Он очень зависел от эпохи. И когда эпоха стала опошляться, с ней вместе стал опошляться и он. Появилась некоторая стилистическая избыточность, появилась некоторая сальность, ему прежде не свойственная. А когда случилась перестройка, вдруг это всё слетело – и он написал несколько гениальных вещей, из которых самые лучшие, конечно, «Моя золотая тёща» и «Тьма в конце туннеля».

Нет, пожалуй, ещё больше мне нравится всё-таки «Дафнис и Хлоя». Это история его первой любви к первой жене, фамилия её была Асмус. В повести её зовут Даша, а в реальности – Маша. Потрясающая вещь! И опять какой-то прежний тогдашний дух там живёт. Это очень эротически напряжённый текст, безусловно, и очень молодой, по-молодому злой, обидчивый. Нагибин умудряется коснуться самых тонких, самых интимных, самых запретных вещей. Это написано превосходно, просто на грани надрыва какого-то, нервного шока!

Напоследок скажу вот какой парадокс. Конечно, Евтушенко очень любил Ахмадулину, и это совершенно несомненно, у них была настоящая любовь. И Нагибин очень любил Ахмадулину, он стал её мужем потом. В записках-воспоминаниях Евтушенко о ней преобладают тона светлые и даже несколько умилённые. В записках Нагибина (она там выведена под именем Геллы) много злобы, раздражения, даже ненависти, но насколько она живая и прекрасная у Нагибина! Насколько иногда мужская ненависть бывает сильнее, поэтичнее, животворнее мужского умиления, даже мужской любви. Там такая кровь, такой надрыв – и о её романе с Шукшиным во время съёмок «Живёт такой парень» (она там играет молодую журналистку), и о её изменах, о её пьянстве. Ну, она там выходит и порочной, и неотразимой, и при этом святой. Понимаете, образ святости там есть.

- Исходные данные:
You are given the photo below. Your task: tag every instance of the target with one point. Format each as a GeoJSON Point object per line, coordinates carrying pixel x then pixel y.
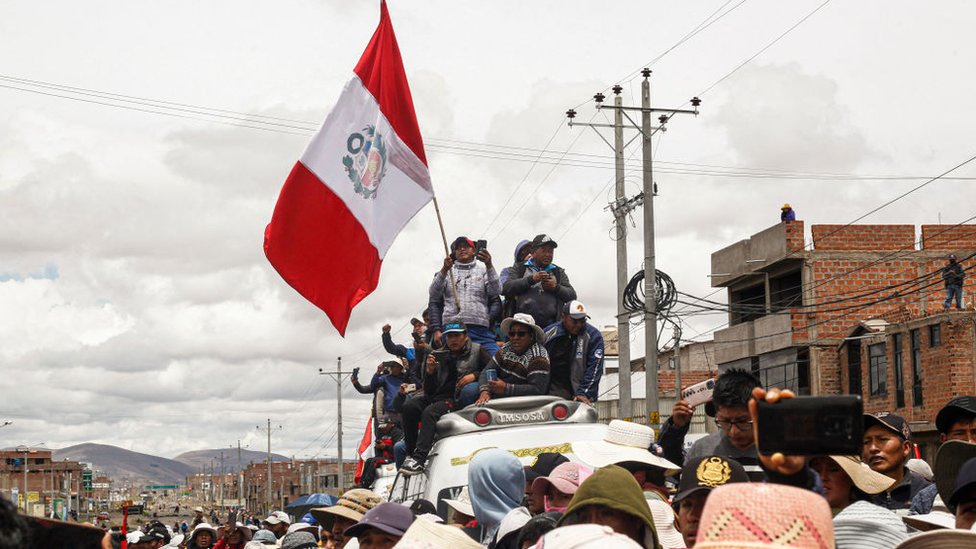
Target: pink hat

- Задание 1: Процитируйте отрывок из текста о Нагибине: начните со слов «Нет, пожалуй, ещё» и остановитесь после слов «какого-то, нервного шока!».
- Задание 2: Перескажите короче абзац текста о Нагибине, который начинается словами «Нет, пожалуй, ещё больше мне нравится», сохранив его главные факты.
- Задание 3: Напишите продолжение текста о Нагибине, начав сразу после его последнего предложения.

- Ответ 1:
Нет, пожалуй, ещё больше мне нравится всё-таки «Дафнис и Хлоя». Это история его первой любви к первой жене, фамилия её была Асмус. В повести её зовут Даша, а в реальности – Маша. Потрясающая вещь! И опять какой-то прежний тогдашний дух там живёт. Это очень эротически напряжённый текст, безусловно, и очень молодой, по-молодому злой, обидчивый. Нагибин умудряется коснуться самых тонких, самых интимных, самых запретных вещей. Это написано превосходно, просто на грани надрыва какого-то, нервного шока!

- Ответ 2: Ещё больше автору нравится «Дафнис и Хлоя». Это повесть о первой любви Нагибина к его первой жене по фамилии Асмус: в повести её зовут Даша, в жизни её звали Маша. В повести живёт прежний дух. Текст эротически напряжённый, молодой, злой и обидчивый. Нагибин касается в нём самых интимных и запретных вещей. Написано это превосходно, на грани надрыва.

- Ответ 3:
Он пишет: «Я знаю, что, если бы ты летела в самолёте, и объявили бы, что он падает и все бросились бы в хвост, потому что это самое безопасное место, ты сидела бы, не трогаясь с места, и ела бы яблоко». Да, она была такая, она сидела бы и ела яблоко. Лучшее, что написано о Белле Ахмадулиной, – вот эти страшные дневники Нагибина.

–?Как вы думаете, почему главная героиня романов Пелевина так однообразно идеальна – юная неземная красота плюс нечеловеческий интеллект? Для того чтобы в них влюбиться, не надо прилагать усилий. Это же скучно. Да и любовь ли это? Неужели нет большей любви, чем романтизированная похоть?

– Прелестный вопрос! Есть! И она описана в последнем романе Акунина «Другой путь». Вот там самые интересные рассуждения о любви, очень интересные. И сам тип любви, в котором сочетается влечение ума, влечение тела, влечение сердца, – это очень точно описано. Мало у нас о любви хороших текстов. Я с Акуниным недавно говорил, влиял ли на него каким-то образом трактат Стендаля «О любви». Он сказал, что в детстве, в молодости – да. А сейчас он понимает, что текст сильно переоценён. В общем, Акунин как бы написал его вторую часть. У него не хуже, мне кажется. Нет, прекрасная история. Да, там о любви сказано очень точно.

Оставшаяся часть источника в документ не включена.